→ **RECORDS PROVIDED**:

■ ■ ■

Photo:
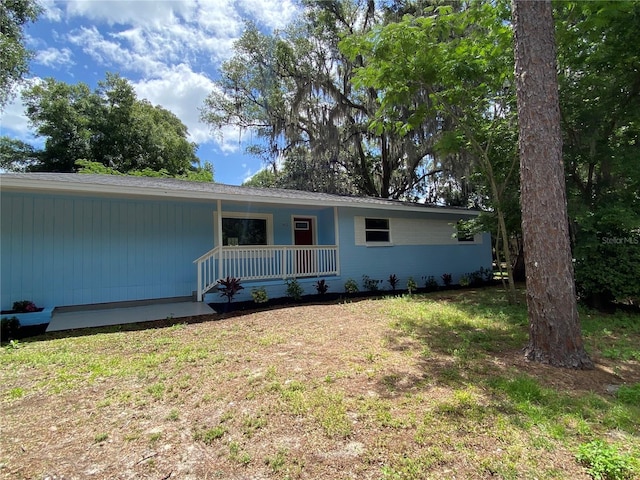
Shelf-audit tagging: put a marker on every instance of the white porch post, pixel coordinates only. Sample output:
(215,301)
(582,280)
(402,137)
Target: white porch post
(218,235)
(336,228)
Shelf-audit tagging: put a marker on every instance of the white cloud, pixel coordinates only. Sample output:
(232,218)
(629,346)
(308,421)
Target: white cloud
(14,122)
(50,10)
(111,54)
(139,12)
(272,14)
(53,57)
(182,91)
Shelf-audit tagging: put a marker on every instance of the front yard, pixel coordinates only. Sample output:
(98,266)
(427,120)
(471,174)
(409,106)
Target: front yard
(430,386)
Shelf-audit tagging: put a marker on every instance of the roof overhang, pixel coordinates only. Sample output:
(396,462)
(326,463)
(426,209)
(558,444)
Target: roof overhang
(207,193)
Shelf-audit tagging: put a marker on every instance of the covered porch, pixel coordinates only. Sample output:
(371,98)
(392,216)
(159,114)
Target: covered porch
(269,244)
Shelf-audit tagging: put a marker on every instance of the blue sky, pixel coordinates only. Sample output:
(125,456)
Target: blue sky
(169,50)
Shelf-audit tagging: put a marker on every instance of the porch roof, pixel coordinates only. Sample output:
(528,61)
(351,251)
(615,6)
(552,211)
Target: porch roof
(115,185)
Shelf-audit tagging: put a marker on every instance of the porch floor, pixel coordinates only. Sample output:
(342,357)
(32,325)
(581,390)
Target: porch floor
(117,316)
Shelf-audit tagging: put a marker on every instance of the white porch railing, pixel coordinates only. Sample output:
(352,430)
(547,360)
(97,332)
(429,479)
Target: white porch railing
(264,263)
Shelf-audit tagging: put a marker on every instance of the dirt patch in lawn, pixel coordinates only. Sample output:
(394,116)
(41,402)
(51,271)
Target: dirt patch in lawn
(317,391)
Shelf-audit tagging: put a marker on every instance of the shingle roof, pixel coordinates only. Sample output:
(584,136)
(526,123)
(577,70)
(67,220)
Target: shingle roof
(176,188)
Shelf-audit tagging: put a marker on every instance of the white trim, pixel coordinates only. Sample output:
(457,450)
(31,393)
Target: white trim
(378,243)
(413,231)
(314,227)
(247,215)
(9,182)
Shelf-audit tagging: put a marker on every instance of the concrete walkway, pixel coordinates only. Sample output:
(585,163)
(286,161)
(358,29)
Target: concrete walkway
(118,316)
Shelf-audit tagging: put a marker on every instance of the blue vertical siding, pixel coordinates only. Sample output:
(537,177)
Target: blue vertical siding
(405,261)
(74,250)
(71,250)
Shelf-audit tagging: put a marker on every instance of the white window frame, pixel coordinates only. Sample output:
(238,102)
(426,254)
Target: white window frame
(387,230)
(248,216)
(313,225)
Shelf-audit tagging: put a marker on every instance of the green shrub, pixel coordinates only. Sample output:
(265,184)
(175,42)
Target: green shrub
(605,462)
(370,284)
(230,286)
(294,289)
(350,286)
(259,295)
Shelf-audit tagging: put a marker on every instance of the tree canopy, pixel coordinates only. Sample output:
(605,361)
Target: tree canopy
(294,89)
(109,126)
(14,15)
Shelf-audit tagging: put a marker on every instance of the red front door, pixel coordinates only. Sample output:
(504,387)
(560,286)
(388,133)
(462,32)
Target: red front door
(303,235)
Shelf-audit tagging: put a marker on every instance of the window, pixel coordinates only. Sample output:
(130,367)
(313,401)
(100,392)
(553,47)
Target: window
(464,232)
(377,230)
(244,231)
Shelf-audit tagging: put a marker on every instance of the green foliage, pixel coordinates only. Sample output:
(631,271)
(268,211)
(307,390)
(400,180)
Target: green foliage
(629,394)
(14,16)
(604,462)
(209,435)
(294,289)
(293,89)
(259,295)
(321,287)
(16,155)
(601,125)
(370,284)
(109,126)
(265,178)
(479,277)
(230,287)
(350,286)
(196,174)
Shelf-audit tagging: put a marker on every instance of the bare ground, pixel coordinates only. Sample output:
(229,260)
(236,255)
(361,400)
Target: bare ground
(256,368)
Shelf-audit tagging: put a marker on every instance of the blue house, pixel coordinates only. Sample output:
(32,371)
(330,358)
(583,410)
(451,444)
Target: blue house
(71,239)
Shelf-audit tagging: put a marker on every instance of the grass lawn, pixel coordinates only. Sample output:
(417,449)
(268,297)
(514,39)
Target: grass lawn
(430,386)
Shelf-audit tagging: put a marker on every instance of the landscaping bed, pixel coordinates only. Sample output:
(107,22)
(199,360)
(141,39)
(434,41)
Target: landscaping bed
(428,386)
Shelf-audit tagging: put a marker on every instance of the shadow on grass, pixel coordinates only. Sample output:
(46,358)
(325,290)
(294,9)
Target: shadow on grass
(474,340)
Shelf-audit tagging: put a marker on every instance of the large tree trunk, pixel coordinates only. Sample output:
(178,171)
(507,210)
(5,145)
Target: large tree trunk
(554,335)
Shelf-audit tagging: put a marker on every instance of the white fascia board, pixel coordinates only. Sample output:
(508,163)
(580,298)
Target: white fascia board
(24,184)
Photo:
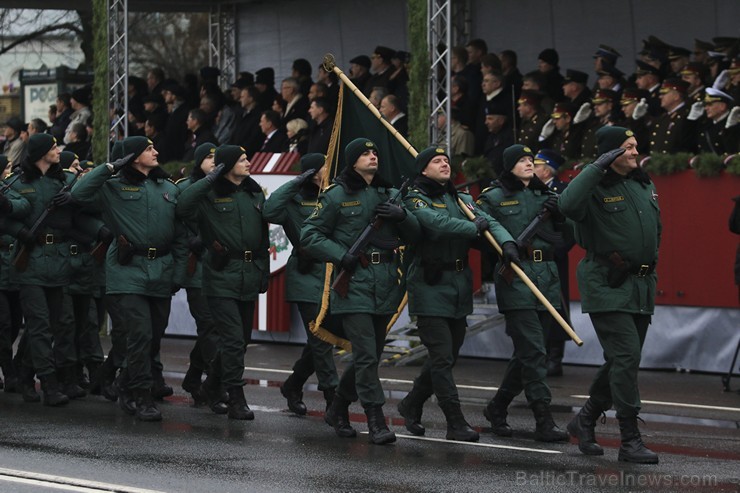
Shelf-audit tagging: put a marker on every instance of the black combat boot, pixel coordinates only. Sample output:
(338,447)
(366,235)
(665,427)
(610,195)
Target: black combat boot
(337,416)
(411,408)
(546,430)
(496,412)
(555,351)
(69,385)
(329,397)
(293,393)
(238,408)
(582,427)
(210,389)
(633,449)
(28,385)
(457,428)
(379,433)
(146,410)
(52,392)
(160,389)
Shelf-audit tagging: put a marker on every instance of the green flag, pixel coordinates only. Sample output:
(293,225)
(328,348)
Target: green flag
(354,120)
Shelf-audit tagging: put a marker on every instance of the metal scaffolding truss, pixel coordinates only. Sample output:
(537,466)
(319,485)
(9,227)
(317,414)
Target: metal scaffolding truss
(118,67)
(222,41)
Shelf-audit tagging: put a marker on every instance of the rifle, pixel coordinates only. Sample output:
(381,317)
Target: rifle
(21,259)
(341,282)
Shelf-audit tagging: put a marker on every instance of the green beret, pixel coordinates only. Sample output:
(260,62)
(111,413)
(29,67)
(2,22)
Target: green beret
(314,160)
(609,138)
(423,158)
(39,145)
(66,158)
(514,153)
(202,152)
(356,148)
(117,151)
(135,145)
(228,155)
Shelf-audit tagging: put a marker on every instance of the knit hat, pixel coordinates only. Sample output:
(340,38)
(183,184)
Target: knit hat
(514,153)
(202,151)
(354,150)
(66,158)
(39,145)
(423,158)
(609,138)
(135,145)
(314,160)
(228,155)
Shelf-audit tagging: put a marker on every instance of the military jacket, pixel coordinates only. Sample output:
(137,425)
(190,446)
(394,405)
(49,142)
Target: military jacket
(332,228)
(48,260)
(191,229)
(619,214)
(289,206)
(514,207)
(141,209)
(440,282)
(673,132)
(232,216)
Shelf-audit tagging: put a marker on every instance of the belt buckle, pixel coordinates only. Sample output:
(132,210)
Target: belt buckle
(537,255)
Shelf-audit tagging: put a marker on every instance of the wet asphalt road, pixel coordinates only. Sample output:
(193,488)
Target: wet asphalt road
(91,445)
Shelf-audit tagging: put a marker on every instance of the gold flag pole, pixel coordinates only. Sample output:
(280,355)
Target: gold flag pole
(330,65)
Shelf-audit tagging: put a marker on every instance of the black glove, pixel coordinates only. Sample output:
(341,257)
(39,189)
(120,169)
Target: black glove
(195,245)
(511,254)
(606,159)
(390,212)
(349,262)
(120,163)
(61,199)
(305,176)
(215,173)
(481,224)
(105,236)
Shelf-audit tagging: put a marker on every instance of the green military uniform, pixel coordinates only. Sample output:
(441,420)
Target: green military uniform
(514,203)
(142,263)
(230,221)
(440,292)
(618,224)
(204,351)
(344,211)
(289,206)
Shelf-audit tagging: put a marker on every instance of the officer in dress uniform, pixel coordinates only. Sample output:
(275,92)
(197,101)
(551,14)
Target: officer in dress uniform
(227,205)
(514,200)
(615,209)
(439,286)
(289,206)
(343,212)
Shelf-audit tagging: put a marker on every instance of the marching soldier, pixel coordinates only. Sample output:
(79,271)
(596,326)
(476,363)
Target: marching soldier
(289,206)
(227,205)
(343,212)
(138,203)
(614,205)
(204,351)
(440,288)
(514,200)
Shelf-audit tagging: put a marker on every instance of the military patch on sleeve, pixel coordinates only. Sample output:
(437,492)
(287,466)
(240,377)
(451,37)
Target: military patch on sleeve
(419,204)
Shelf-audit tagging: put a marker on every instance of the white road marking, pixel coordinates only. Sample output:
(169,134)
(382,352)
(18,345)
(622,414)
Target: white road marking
(66,483)
(475,444)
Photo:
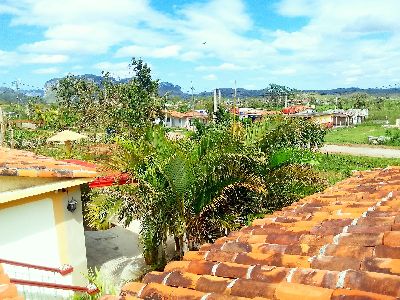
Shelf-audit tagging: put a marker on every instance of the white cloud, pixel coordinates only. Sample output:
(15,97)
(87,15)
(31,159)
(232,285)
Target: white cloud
(218,36)
(8,58)
(46,71)
(117,70)
(44,59)
(210,77)
(162,52)
(221,67)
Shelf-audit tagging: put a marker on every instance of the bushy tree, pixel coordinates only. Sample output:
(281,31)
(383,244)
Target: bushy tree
(125,106)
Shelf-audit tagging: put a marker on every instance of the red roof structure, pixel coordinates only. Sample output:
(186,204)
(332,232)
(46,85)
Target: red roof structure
(8,290)
(28,164)
(294,109)
(109,180)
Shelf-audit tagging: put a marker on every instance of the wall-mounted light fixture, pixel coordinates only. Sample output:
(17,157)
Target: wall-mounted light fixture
(72,203)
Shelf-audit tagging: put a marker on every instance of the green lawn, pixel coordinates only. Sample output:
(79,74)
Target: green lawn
(354,135)
(336,167)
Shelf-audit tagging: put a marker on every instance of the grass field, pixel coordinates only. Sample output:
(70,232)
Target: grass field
(355,134)
(336,167)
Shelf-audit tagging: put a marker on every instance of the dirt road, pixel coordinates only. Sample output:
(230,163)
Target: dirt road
(362,151)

■ ■ ■

→ **INSTRUCTION**:
Reproduce the lines word for word, starting at the one holding "the red roof" and ending at the final line of the material above.

→ **TASK OUTPUT**:
Shelf-audit tagging: put a marker on every instance of the red roof structure, pixel coordinates only. Sample output:
(186,204)
(332,232)
(46,85)
Target: red roof structure
(8,290)
(28,164)
(294,109)
(109,180)
Shelf-audit tagging: put a marker on every instance of the wall-mounted light fixture, pixel coordinates only. Sample output:
(17,157)
Target: wall-mounted light fixture
(72,203)
Shelf-audit tagging: put a marker on every instance of the green lawn, pixel coordinates only. Sample output:
(79,74)
Target: green lawn
(354,135)
(336,167)
Shelf-audit tagging: put a marker on every instance of the grass field, pixel coordinates only. Sample output:
(70,232)
Target: grass field
(355,134)
(336,167)
Shelf-audit tagging: put a marker on every instance of the dirt road, pixel coordinates only. Sample output:
(230,163)
Target: dirt road
(362,151)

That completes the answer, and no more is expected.